Excerpted passage: Begin
Flynn was formerly the chief architect at Linux Networx, and says that his experience in HPC has led him to conclude that "balanced systems lead to cost effective throughput." Fusion-io's device connects to the PCI Express bus, and Flynn conceptualizes the flash memory as sitting between memory and disk, relieving the performance pressure on both, and creating a new first-class participant in the data flow hierarchy.
"You can put 15 Fusion-io cards in a commodity server and get 10 GB/s of throughput from a 10 TB flash pool with over one million IOPS of performance," says Flynn. How does this matter? He gave NASTRAN as a customer example, in which jobs that took three days to run would complete in six hours on the same system and with no change in the application after the installation of the flash device.
Despite the promise of faster performance for less power, there are still significant hurdles to be cleared before flash-based SSDs achieve broad deployment in either enterprise or supercomputing datacenters. The read/write disparity needs to be addressed in a way that doesn't compromise the current power advantages of flash, and questions of durability and reliability with the high duty cycles of enterprise-grade equipment still need to be addressed.
But one thing we have seen in HPC over the past 20 years is that volume wins, and the forces driving the volume adoption of flash-based storage in the consumer market aren't slowing down. As prices continue to fall, HPC vendors are going to be increasingly motivated to come up with new ways to build value on this consumer platform and make it a better fit for serious computing. This could mean some important advantages for users desperate for better performance from their data hierarchy.
Excerpted passage: End
Data provided: Begin
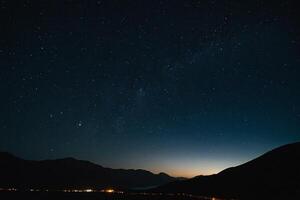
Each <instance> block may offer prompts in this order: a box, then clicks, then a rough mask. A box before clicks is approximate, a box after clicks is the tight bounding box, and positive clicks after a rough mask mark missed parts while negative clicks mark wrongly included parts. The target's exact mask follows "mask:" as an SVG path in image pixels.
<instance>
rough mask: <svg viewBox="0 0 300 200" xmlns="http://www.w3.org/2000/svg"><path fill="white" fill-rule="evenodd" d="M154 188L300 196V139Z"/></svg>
mask: <svg viewBox="0 0 300 200" xmlns="http://www.w3.org/2000/svg"><path fill="white" fill-rule="evenodd" d="M155 191H157V192H158V191H159V192H175V193H177V192H185V193H193V194H199V195H206V196H223V197H235V198H241V199H248V198H249V199H263V198H267V199H272V198H273V199H274V198H278V199H280V198H281V199H286V198H287V197H300V143H299V142H298V143H294V144H289V145H285V146H282V147H279V148H277V149H274V150H272V151H270V152H267V153H266V154H264V155H262V156H260V157H258V158H256V159H254V160H252V161H250V162H247V163H245V164H242V165H240V166H237V167H232V168H228V169H225V170H223V171H221V172H220V173H218V174H216V175H211V176H198V177H195V178H192V179H189V180H186V181H176V182H173V183H169V184H166V185H164V186H161V187H159V188H157V189H155Z"/></svg>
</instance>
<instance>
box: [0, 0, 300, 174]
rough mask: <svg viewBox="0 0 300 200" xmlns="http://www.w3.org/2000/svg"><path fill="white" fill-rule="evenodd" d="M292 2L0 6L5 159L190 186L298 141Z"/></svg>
mask: <svg viewBox="0 0 300 200" xmlns="http://www.w3.org/2000/svg"><path fill="white" fill-rule="evenodd" d="M295 2H296V1H288V0H285V1H284V0H282V1H276V0H275V1H262V0H252V1H249V2H248V1H239V0H236V1H233V0H232V1H230V0H223V1H221V0H220V1H217V0H210V1H195V0H186V1H175V0H173V1H171V0H161V1H152V0H149V1H143V0H139V1H133V0H132V1H127V0H107V1H105V0H102V1H101V0H100V1H83V0H82V1H75V0H74V1H71V0H68V1H63V0H59V1H58V0H57V1H32V0H28V1H23V0H20V1H12V0H6V1H5V0H1V1H0V16H1V20H0V89H1V90H0V91H1V93H0V96H1V98H0V108H1V109H0V151H8V152H11V153H13V154H15V155H17V156H20V157H22V158H26V159H38V160H39V159H54V158H62V157H70V156H72V157H75V158H78V159H84V160H90V161H93V162H95V163H98V164H101V165H103V166H107V167H112V168H135V169H137V168H142V169H146V170H151V171H152V172H155V173H157V172H161V171H163V172H167V173H169V174H171V175H174V176H187V177H192V176H195V175H200V174H211V173H216V172H218V171H220V170H222V169H224V168H226V167H230V166H234V165H238V164H241V163H243V162H245V161H248V160H250V159H253V158H255V157H256V156H258V155H260V154H262V153H264V152H265V151H267V150H270V149H272V148H274V147H277V146H279V145H283V144H286V143H290V142H295V141H299V140H300V82H299V81H300V78H299V77H300V54H299V53H300V43H299V42H300V41H299V40H300V20H298V17H299V19H300V16H299V15H300V14H298V13H299V9H298V10H297V8H298V6H297V5H296V3H295Z"/></svg>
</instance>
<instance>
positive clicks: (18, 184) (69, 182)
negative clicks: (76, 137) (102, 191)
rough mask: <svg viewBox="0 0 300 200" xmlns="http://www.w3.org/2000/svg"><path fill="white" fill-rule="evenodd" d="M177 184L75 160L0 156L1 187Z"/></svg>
mask: <svg viewBox="0 0 300 200" xmlns="http://www.w3.org/2000/svg"><path fill="white" fill-rule="evenodd" d="M174 180H176V179H175V178H173V177H170V176H168V175H167V174H163V173H161V174H153V173H151V172H149V171H145V170H125V169H110V168H104V167H102V166H100V165H96V164H94V163H91V162H88V161H82V160H76V159H74V158H65V159H58V160H44V161H30V160H23V159H19V158H17V157H15V156H13V155H11V154H9V153H0V187H18V188H29V187H35V188H72V187H76V188H80V187H82V188H85V187H94V188H102V187H108V186H113V187H119V188H134V187H149V186H158V185H162V184H166V183H168V182H171V181H174Z"/></svg>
Data provided: End
- [Instruction A]:
Retype the flash storage passage word for word, everything from "Flynn was formerly" down to "data flow hierarchy.".
- [Instruction B]:
Find every line of the records that contains the string "clicks", matching case, and copy each such line in full.

- [Expected output A]:
Flynn was formerly the chief architect at Linux Networx, and says that his experience in HPC has led him to conclude that "balanced systems lead to cost effective throughput." Fusion-io's device connects to the PCI Express bus, and Flynn conceptualizes the flash memory as sitting between memory and disk, relieving the performance pressure on both, and creating a new first-class participant in the data flow hierarchy.

- [Expected output B]:
Each <instance> block may offer prompts in this order: a box, then clicks, then a rough mask. A box before clicks is approximate, a box after clicks is the tight bounding box, and positive clicks after a rough mask mark missed parts while negative clicks mark wrongly included parts. The target's exact mask follows "mask:" as an SVG path in image pixels.
positive clicks: (18, 184) (69, 182)
negative clicks: (76, 137) (102, 191)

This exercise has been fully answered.